- _Task description_
Decide whether each statement below agrees with the pull request text that follows. For each one, answer yes or no and quote the deciding words of the text exactly. 1. The change gathers several subheadings into a single list near the top of the page. 2. The commit modified more than one file. 3. The removed lines rank Redis as the heaviest infrastructure load.

- _Source document_
__________________________________________________

Restructure "Scaling Fleet" handbook page for ease of reference (#16850)

This PR consolidates various subheadings into one list that appears "above the fold" to make it easier for contributors to find the info they are looking for on the page. As it was previously, important info was getting buried under the "Connect to Dogfood" instructions, which gave the wrong impression about the scope of the page content.
2026-05-23 08:58:41 +00:00 · 2024-02-15 22:24:03 -06:00 · 2024-02-15 22:24:03 -06:00 · 64b85f87f7
commit 64b85f87f7
parent 79e6ae6840
1 changed files with 80 additions and 74 deletions
--- a/handbook/engineering/scaling-fleet.md
+++ b/handbook/engineering/scaling-fleet.md
@ -1,78 +1,11 @@
 # Scaling Fleet

-Nowadays, Fleet, as a Go server, scales horizontally very well. It’s not very CPU or memory intensive. In terms of load in infrastructure, from highest to lowest are: MySQL, Redis, and Fleet.
-
-In general, we should burn a bit of CPU or memory on the Fleet side if it allows us to reduce the load on MySQL or Redis.

__________________________________________________

- _Information supplied_
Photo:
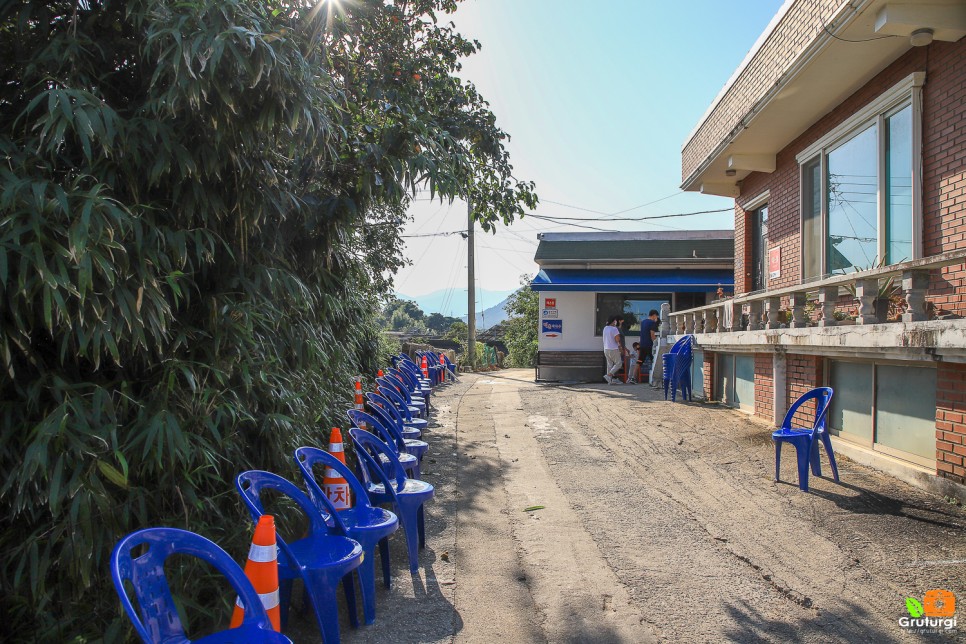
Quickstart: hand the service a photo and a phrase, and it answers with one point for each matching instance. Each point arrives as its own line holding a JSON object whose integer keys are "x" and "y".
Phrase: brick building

__________________________________________________

- _The completed task_
1. Yes: "This PR consolidates various subheadings into one list that appears "above the fold""
2. No: "1 changed files with 80 additions and 74 deletions"
3. No: "from highest to lowest are: MySQL, Redis, and Fleet."